» **Consigne**
Répondez à ces questions d'après l'extrait sur les Entretiens du Nouveau Monde industriel :
(a) En quelle année Baudrillard écrit-il son livre ?
(b) Qui a pris l'image de Bernard Stiegler lors de sa conférence introductive ?
(c) Quelles sont les trois fonctions de l'eau de mer dans les turbines immergées ?

» **Extrait du texte**
________________________

Entretiens du Nouveau Monde industriel : Le retour de la matière ?

A l’occasion des Entretiens du Nouveau Monde industriel consacrés aux nouveaux objets communicants, qui se tenaient la semaine dernière au Centre national des arts et métiers, retour sur quelques présentations parmi celles qui nous ont semblé les plus marquantes de ces deux jours.

L’objet industriel devient structurellement porteur de mémoire et produit un nouveau Système des objets, comme l’appelait Baudrillard dans l’un de ses essais, explique le philosophe et directeur de l’Institut de recherche et d’innovation du Centre Pompidou Bernard Stiegler, en introduction à cette première matinée des Entretiens des Nouveaux Mondes Industriels. Baudrillard (Wikipédia) montre que l’objet se réfère aux modes d’existence des objets industriels qui s’appréhendent, s’intègrent, dans des systèmes sociaux existants (que Bernard Stiegler appelle le psychopouvoir), eux-mêmes à leur tour redimensionnés par ces objets industriels. Reste qu’en 1968 quand Baudrillard écrit son livre, l’objet socialement technocisé n’est pas soluble dans l’objet industriel. Cette distinction forte qu’esquissait Baudrillard entre les objets industriels et les objets « traditionnels », « est-elle encore valable à l’heure de l’internet des objets ? », s’interroge Bernard Stiegler.

Bernard Stiegler par Samuel Huron
Image : Bernard Stiegler lors de sa conférence introductive aux Entretiens du Nouveau Monde industriel au Cnam, par Samuel Huron.

Vers un nouveau milieu technique associé

Le philosophe Gilbert Simondon (Wikipédia), lui, parle de « concrétisation et d’intégration fonctionnelle » des objets techniques : les objets techniques ont tendance à prendre de plus en plus de fonctions à mesure de leur évolution. Cette tendance évolutive morphogénétique des objets industriels est liée à la rationalité technique qu’on applique à leur conception consistant à y intégrer toujours plus de processus fonctionnels.

L’une des conséquence de cette action tend à ce que les objets techniques transforment les milieux naturels qui deviennent des milieux technogéographiques : nos paysages sont structurés par les routes, les réseaux d’adduction d’eaux, d’électricité, etc. Ils deviennent des milieux associés aux objets techniques, à l’image de ces turbines immergées où l’eau de mer assume la triple fonction d’apporter de l’énergie pour faire fonctionner la turbine, refroidit le système, assure la pression pour que la structure de la turbine soit consolidée…

« L’internet des objets n’est-il pas en train de produire un nouveau milieu technique associé ? », se demande le philosophe Bernard Stiegler.

________________________

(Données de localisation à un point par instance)

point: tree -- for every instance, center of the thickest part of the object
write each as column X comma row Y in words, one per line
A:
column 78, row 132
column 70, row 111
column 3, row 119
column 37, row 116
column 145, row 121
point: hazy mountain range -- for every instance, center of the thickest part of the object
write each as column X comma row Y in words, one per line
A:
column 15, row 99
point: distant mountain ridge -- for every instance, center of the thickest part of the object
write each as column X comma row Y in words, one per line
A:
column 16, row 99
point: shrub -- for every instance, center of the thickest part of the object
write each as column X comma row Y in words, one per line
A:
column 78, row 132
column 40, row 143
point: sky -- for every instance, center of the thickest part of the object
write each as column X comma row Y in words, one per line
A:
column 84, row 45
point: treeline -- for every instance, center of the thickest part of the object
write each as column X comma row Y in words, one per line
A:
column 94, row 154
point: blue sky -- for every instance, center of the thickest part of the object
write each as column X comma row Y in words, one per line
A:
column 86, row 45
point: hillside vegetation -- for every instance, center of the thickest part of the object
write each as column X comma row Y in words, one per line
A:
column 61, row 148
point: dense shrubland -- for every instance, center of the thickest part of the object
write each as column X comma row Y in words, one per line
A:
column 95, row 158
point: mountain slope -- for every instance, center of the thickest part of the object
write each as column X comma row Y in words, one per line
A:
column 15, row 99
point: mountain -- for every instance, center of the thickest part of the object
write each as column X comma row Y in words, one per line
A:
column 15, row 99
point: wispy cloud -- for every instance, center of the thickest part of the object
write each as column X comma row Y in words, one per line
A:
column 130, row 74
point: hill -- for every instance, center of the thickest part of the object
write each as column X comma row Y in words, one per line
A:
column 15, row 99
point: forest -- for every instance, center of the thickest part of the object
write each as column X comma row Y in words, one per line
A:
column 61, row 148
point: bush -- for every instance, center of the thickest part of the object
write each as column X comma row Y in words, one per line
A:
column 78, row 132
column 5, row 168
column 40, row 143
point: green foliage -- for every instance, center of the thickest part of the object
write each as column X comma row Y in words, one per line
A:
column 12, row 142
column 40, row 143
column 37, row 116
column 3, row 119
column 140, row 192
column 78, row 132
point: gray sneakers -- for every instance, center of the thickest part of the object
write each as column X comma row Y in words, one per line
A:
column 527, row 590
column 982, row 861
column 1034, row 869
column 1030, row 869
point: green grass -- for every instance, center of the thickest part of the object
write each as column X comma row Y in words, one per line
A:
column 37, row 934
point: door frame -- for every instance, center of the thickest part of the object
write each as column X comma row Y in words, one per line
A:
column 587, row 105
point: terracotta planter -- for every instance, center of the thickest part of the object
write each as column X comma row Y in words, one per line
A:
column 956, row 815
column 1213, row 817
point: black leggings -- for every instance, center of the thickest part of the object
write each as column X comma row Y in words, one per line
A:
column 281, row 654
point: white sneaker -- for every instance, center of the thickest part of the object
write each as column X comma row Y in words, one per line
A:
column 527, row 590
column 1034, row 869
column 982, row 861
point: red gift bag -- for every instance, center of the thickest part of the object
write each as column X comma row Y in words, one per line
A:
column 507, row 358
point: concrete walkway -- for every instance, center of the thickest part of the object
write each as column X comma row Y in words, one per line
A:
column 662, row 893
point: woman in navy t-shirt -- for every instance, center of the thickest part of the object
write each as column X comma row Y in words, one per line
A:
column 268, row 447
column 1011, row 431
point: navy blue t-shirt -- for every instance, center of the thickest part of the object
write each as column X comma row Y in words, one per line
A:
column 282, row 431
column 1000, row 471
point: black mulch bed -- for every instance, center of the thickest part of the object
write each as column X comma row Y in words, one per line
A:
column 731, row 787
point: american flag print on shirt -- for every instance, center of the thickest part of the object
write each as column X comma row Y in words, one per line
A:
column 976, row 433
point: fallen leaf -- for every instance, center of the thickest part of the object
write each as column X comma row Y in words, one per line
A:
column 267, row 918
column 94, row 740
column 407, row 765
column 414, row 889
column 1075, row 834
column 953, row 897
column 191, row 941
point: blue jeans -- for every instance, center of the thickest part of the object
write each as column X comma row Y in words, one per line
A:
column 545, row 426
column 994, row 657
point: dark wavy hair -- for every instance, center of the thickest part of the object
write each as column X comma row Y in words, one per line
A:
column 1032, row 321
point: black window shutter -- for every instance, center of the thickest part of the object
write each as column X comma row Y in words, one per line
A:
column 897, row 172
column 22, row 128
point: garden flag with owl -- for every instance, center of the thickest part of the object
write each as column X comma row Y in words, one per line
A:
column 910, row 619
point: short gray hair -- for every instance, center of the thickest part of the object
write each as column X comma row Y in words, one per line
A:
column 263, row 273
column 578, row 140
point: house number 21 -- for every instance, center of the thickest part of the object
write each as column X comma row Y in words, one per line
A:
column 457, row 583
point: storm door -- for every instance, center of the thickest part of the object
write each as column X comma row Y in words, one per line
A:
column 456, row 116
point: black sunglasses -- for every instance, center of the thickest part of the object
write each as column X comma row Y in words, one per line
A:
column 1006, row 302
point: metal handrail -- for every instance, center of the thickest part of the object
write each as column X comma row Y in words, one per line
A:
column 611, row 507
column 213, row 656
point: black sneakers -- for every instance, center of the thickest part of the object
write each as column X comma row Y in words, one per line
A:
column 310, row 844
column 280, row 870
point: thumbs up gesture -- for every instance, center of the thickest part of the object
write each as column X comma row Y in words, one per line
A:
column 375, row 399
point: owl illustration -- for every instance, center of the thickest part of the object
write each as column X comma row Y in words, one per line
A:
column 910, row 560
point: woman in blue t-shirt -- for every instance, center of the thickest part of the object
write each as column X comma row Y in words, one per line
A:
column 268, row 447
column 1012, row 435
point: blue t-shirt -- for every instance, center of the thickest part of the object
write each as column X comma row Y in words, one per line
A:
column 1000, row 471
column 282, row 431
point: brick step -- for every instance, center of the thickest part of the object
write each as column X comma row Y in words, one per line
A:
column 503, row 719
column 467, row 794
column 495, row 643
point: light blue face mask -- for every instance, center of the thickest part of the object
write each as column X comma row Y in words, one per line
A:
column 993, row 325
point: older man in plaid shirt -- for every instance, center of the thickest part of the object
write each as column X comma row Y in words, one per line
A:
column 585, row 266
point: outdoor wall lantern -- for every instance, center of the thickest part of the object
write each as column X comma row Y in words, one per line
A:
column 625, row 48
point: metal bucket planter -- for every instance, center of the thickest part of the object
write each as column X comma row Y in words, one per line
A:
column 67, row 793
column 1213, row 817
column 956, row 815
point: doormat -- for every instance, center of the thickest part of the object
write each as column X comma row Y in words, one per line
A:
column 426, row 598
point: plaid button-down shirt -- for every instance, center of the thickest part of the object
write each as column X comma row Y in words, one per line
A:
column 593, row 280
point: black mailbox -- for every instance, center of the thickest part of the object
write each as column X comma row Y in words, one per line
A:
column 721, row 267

________________________

» **Réponse ci-dessous**
(a) En 1968.
(b) Samuel Huron.
(c) Elle apporte l'énergie qui fait fonctionner la turbine, elle refroidit le système et elle assure la pression qui consolide la structure de la turbine.